• Task a: Starting at the beginning of the entries and ending at the line containing "129 128 L 129", change "formatted sample" to "formatted example" and leave every other part of those lines as it is.

So sorry you are unhappy and sad. Chin up! You can do this. Hang in there. We are here when you need us.....


----------



## sparkside1 (Jun 26, 2010)

I think a separation is in order here! I was the same, didn't appreciate my wife for all the things she did. Din't show her affection or spend enough time with her. She asked for a separation and then had an affair. After 4 years of her trying to get through to me, I had my wake up call. I feel like a complete idiot for the way I treated her and although we are still separated 4 months on...She knows that I've finally changed and learned my lesson. Will we get back together? I don't know but what I do know is that it woke me up to all my failings. Not just in my marriage but in all my relationships. If you have reached the end of the line, don't go for divorce, just separate and make him think that it's over. It will either make him wake up or he'll show you that he didn't care at all and you need to move on with your life.


----------



## Mandia99508 (Jul 15, 2010)

husbandinthemking said:


> Sounds like he needs a wake-up call. My wife gave me one. She found another guy who would listen to her(unlike myself)

• Task b: Write the next part of the forum thread about an unhappy marriage, picking up right after its final line.

(Labeled contour entries)

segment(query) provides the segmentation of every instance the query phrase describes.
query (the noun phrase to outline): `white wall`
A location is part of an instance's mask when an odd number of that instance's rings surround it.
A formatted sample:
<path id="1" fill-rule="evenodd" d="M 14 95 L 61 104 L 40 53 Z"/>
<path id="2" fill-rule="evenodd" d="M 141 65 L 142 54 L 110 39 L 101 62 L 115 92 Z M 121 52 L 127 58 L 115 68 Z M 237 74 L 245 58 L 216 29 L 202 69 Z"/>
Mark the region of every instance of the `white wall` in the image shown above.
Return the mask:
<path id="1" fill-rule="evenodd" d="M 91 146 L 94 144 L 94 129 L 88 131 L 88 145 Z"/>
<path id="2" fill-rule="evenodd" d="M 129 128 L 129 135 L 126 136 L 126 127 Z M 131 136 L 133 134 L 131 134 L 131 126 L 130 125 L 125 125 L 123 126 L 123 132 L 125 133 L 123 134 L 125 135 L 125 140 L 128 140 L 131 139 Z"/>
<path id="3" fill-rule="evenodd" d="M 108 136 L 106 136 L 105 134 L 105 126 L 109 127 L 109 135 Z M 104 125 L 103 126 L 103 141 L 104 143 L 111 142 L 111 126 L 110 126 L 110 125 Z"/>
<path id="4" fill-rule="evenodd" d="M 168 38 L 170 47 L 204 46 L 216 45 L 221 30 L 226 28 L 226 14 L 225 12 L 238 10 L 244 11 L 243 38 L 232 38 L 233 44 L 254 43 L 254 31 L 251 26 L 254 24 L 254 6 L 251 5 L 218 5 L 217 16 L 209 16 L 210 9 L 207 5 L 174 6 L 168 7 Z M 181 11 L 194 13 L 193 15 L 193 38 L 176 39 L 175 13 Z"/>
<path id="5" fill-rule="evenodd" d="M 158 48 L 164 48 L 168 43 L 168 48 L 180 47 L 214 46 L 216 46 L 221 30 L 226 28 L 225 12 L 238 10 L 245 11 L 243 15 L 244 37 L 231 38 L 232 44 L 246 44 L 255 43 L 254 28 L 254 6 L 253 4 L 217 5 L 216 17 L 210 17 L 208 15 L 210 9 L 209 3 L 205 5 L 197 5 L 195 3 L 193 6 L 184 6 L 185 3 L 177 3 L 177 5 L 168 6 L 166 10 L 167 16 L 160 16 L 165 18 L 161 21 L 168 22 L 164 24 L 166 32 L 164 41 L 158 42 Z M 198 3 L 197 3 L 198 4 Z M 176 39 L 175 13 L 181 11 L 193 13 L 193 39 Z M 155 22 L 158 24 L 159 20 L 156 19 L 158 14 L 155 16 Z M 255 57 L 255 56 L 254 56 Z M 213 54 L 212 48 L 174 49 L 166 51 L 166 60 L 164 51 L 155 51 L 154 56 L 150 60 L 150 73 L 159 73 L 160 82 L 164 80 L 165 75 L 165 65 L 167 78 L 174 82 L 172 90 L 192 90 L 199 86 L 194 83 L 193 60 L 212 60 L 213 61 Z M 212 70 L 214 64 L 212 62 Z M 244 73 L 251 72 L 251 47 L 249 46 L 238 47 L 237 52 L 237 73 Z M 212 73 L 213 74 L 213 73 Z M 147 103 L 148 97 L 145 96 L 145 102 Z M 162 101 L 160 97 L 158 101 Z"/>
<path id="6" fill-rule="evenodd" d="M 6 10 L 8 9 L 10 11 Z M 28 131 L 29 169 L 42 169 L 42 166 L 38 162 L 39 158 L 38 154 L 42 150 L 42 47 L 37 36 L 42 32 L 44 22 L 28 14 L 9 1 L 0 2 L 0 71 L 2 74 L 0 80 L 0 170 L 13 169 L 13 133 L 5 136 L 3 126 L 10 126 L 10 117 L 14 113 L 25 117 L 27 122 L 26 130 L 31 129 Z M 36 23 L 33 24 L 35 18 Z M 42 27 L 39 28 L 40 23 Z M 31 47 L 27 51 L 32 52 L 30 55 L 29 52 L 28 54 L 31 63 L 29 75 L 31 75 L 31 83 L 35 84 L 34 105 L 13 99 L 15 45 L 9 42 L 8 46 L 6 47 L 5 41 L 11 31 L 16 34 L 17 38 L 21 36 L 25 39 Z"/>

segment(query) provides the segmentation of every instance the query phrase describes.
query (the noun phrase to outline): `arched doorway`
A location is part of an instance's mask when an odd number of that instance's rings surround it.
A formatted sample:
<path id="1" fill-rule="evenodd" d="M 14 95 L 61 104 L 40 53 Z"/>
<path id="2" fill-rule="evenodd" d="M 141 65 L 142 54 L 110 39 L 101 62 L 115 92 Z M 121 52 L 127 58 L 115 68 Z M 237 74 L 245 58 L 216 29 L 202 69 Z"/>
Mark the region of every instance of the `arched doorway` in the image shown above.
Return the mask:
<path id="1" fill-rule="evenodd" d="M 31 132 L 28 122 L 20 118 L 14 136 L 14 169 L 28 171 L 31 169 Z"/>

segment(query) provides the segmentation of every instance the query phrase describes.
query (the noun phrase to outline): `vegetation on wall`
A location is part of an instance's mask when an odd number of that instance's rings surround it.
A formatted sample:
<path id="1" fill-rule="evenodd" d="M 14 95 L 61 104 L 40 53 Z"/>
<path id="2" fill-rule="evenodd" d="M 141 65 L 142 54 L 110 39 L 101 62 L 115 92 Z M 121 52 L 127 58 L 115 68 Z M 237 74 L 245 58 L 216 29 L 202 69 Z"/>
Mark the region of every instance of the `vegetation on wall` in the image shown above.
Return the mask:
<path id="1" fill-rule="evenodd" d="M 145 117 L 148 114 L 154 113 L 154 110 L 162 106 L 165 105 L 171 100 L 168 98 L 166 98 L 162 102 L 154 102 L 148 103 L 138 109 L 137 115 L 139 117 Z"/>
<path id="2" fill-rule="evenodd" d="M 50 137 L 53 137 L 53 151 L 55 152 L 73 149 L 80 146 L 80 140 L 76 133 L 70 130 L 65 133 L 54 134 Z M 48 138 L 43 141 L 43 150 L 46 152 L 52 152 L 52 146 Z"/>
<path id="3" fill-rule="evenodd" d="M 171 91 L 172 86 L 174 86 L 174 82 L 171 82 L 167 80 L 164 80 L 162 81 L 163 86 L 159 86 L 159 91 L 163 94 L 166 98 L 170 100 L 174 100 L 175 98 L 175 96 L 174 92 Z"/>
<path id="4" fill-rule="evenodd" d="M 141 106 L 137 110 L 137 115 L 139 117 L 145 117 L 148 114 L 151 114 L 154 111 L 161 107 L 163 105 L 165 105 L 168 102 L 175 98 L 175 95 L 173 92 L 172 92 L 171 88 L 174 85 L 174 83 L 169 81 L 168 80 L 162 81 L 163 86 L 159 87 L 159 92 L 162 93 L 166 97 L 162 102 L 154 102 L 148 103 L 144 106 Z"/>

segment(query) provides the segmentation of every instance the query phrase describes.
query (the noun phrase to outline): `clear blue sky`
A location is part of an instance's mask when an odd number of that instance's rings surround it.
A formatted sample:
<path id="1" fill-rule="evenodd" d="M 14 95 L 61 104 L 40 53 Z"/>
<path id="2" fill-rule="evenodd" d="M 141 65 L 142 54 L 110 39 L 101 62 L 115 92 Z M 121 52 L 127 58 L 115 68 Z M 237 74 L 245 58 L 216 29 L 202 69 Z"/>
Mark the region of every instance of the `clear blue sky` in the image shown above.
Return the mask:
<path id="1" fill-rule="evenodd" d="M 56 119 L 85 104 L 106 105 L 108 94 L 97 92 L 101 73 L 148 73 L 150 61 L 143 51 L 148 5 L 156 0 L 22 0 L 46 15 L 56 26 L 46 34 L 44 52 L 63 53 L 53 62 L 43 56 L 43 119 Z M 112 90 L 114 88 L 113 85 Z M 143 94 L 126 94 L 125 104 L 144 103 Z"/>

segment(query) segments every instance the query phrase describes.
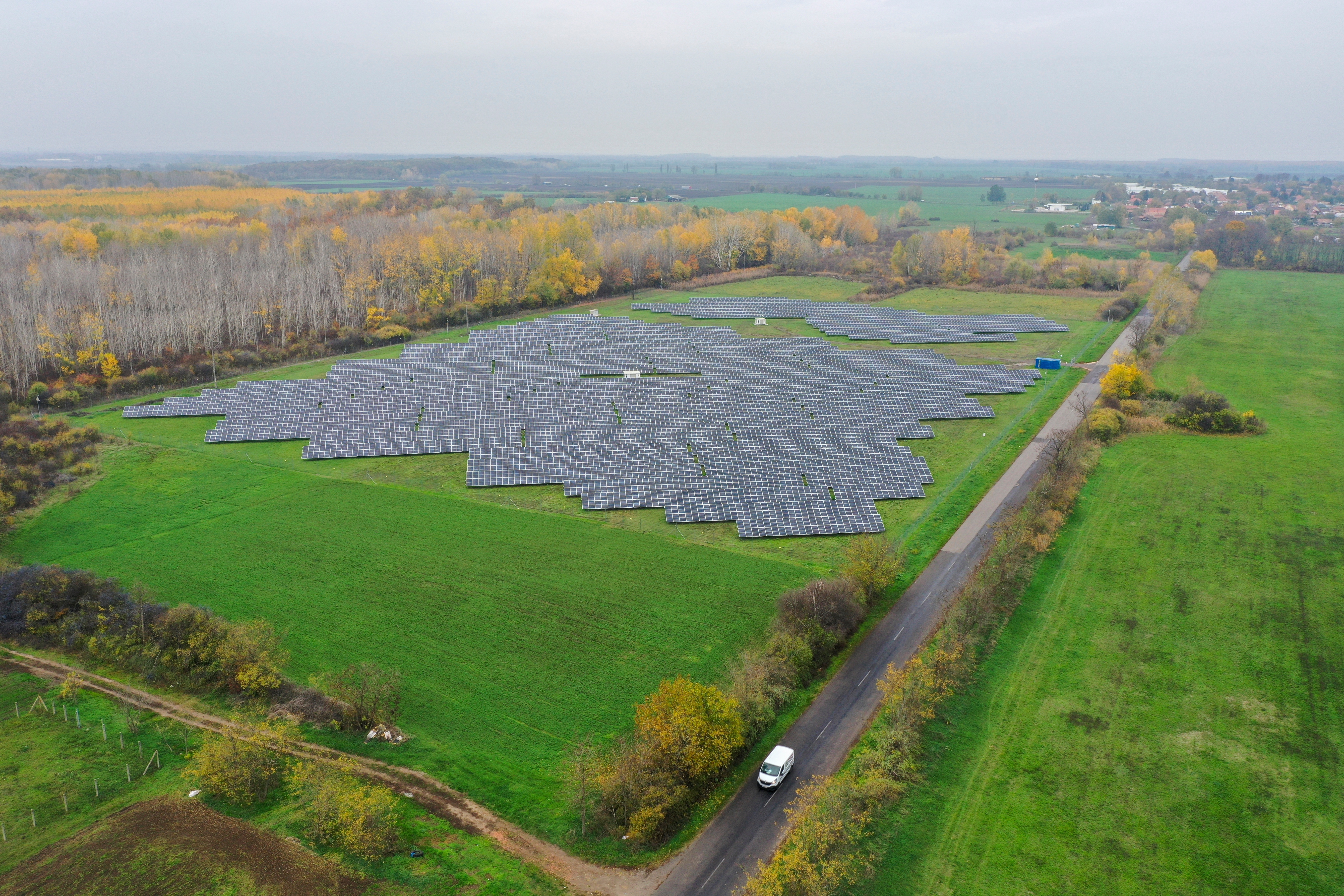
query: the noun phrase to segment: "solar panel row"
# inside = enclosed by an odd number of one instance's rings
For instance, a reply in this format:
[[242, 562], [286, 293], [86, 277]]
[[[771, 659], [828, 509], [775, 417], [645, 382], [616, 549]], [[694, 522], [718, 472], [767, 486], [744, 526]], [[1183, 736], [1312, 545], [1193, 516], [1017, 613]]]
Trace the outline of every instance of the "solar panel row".
[[[720, 317], [814, 313], [804, 305], [827, 304], [687, 304]], [[888, 310], [837, 304], [827, 320], [894, 332]], [[957, 339], [1058, 328], [894, 314], [902, 332]], [[968, 396], [1020, 392], [1039, 376], [929, 349], [556, 314], [473, 330], [465, 344], [406, 345], [399, 359], [337, 361], [321, 380], [249, 380], [125, 416], [223, 415], [207, 442], [308, 439], [308, 459], [468, 451], [469, 486], [560, 482], [585, 509], [661, 506], [671, 523], [731, 520], [741, 537], [773, 537], [883, 531], [875, 500], [922, 497], [933, 482], [898, 439], [931, 438], [921, 420], [993, 416]]]

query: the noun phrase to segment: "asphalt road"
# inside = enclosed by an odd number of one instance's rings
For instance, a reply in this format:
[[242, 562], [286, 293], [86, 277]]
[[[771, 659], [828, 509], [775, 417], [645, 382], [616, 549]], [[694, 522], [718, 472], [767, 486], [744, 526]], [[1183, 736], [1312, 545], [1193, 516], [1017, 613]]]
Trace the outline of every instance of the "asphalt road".
[[[882, 701], [878, 678], [888, 664], [910, 660], [938, 626], [943, 607], [988, 551], [995, 523], [1020, 506], [1040, 478], [1038, 461], [1047, 438], [1078, 426], [1082, 408], [1101, 394], [1098, 383], [1111, 352], [1129, 351], [1129, 333], [1126, 328], [1099, 361], [1085, 365], [1087, 377], [789, 729], [781, 743], [798, 754], [793, 774], [770, 793], [755, 786], [753, 772], [704, 832], [668, 862], [667, 877], [657, 885], [660, 896], [727, 896], [746, 883], [758, 862], [769, 861], [784, 838], [784, 810], [798, 786], [835, 774], [844, 763]], [[1085, 403], [1077, 400], [1079, 396]]]

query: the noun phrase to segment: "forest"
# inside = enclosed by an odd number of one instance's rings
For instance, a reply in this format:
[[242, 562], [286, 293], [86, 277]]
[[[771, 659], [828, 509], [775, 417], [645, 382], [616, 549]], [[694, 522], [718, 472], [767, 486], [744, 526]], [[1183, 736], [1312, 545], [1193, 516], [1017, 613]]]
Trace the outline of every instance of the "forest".
[[407, 326], [746, 266], [810, 270], [878, 239], [876, 222], [853, 207], [728, 214], [602, 203], [570, 212], [466, 188], [183, 189], [199, 211], [106, 214], [134, 195], [108, 191], [83, 195], [95, 215], [17, 210], [0, 224], [0, 371], [16, 394], [35, 379], [110, 380], [191, 353], [409, 336]]

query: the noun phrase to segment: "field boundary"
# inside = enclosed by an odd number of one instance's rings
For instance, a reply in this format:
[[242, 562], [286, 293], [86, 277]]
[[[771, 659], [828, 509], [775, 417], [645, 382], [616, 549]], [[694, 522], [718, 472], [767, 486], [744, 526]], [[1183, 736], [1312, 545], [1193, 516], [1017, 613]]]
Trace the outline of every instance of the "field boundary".
[[[22, 653], [8, 645], [0, 645], [5, 652], [4, 660], [23, 666], [32, 674], [51, 681], [62, 681], [67, 674], [75, 674], [81, 680], [81, 686], [125, 700], [141, 709], [148, 709], [155, 715], [180, 721], [184, 725], [208, 731], [214, 733], [227, 733], [243, 740], [255, 740], [255, 729], [247, 724], [215, 716], [199, 709], [191, 709], [179, 703], [133, 688], [128, 684], [108, 678], [97, 673], [66, 665], [55, 660], [46, 660], [32, 654]], [[544, 840], [534, 837], [517, 825], [504, 821], [480, 803], [469, 799], [441, 780], [414, 768], [394, 766], [391, 763], [341, 752], [331, 747], [323, 747], [308, 742], [281, 742], [266, 737], [265, 743], [271, 750], [282, 752], [296, 759], [320, 762], [328, 766], [345, 766], [353, 763], [353, 771], [362, 778], [383, 785], [403, 797], [410, 797], [421, 807], [450, 822], [452, 825], [473, 834], [489, 837], [497, 846], [517, 858], [535, 865], [563, 880], [570, 887], [581, 892], [599, 893], [640, 893], [653, 887], [648, 887], [649, 872], [628, 870], [622, 868], [603, 868], [593, 865], [581, 858], [570, 856], [563, 849], [554, 846]], [[656, 884], [655, 884], [656, 887]]]

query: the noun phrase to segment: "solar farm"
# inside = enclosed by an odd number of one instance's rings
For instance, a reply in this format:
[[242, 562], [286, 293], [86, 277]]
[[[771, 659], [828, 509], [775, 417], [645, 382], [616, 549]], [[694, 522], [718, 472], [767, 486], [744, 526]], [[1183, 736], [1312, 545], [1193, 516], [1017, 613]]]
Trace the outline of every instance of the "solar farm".
[[[1067, 330], [1031, 314], [769, 297], [634, 308], [802, 317], [894, 344]], [[562, 482], [589, 510], [663, 508], [668, 523], [735, 521], [747, 539], [883, 531], [875, 500], [922, 497], [933, 482], [898, 439], [931, 438], [921, 420], [993, 416], [969, 396], [1021, 392], [1039, 376], [922, 348], [555, 314], [406, 345], [399, 359], [339, 361], [325, 379], [243, 382], [124, 415], [223, 415], [207, 442], [308, 439], [305, 459], [468, 453], [469, 486]]]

• Expected output a:
segment(query) provides the segmentation of every instance the query phrase describes.
query (the noun phrase to outline): `white wall`
A location is part of an instance's mask when an odd number of that instance's rings surround it.
A formatted example:
<path id="1" fill-rule="evenodd" d="M 14 95 L 61 104 L 40 53 Z"/>
<path id="2" fill-rule="evenodd" d="M 141 65 L 142 54 L 110 39 L 101 62 L 115 92 Z M 121 52 L 127 58 L 115 68 Z M 237 74 L 245 58 L 216 29 L 202 69 Z"/>
Mark the region of every instance of the `white wall` in the image shown above.
Return the mask:
<path id="1" fill-rule="evenodd" d="M 91 146 L 94 144 L 94 129 L 88 131 L 88 145 Z"/>
<path id="2" fill-rule="evenodd" d="M 129 128 L 129 135 L 126 136 L 126 127 Z M 131 136 L 133 134 L 131 134 L 131 126 L 130 125 L 125 125 L 123 126 L 123 132 L 125 133 L 123 134 L 125 135 L 125 140 L 128 140 L 131 139 Z"/>

• Expected output b:
> 
> It was my fault that she did what she did. I couldnt blame her. I was being an ahole to her for years.
> 
> ...



It takes a much stronger man to wake up. I'm glad it worked out for you. My husband might be a lost cause. He's a depressed alcoholic who no longer wants me around, because he wants to be alone. I won't leave and I won't give up. I think he needs help or at the very least needs to understand the choices he makes. The funny thing is I accept them. Because the man he is under the periodic depression and alcohol usage is a man that I LOVE to love. I'll go without sex or affection for long periods of time, and I struggle to stay. But I stay. I'm sorry you wife strayed, but I'm glad that you two got through it.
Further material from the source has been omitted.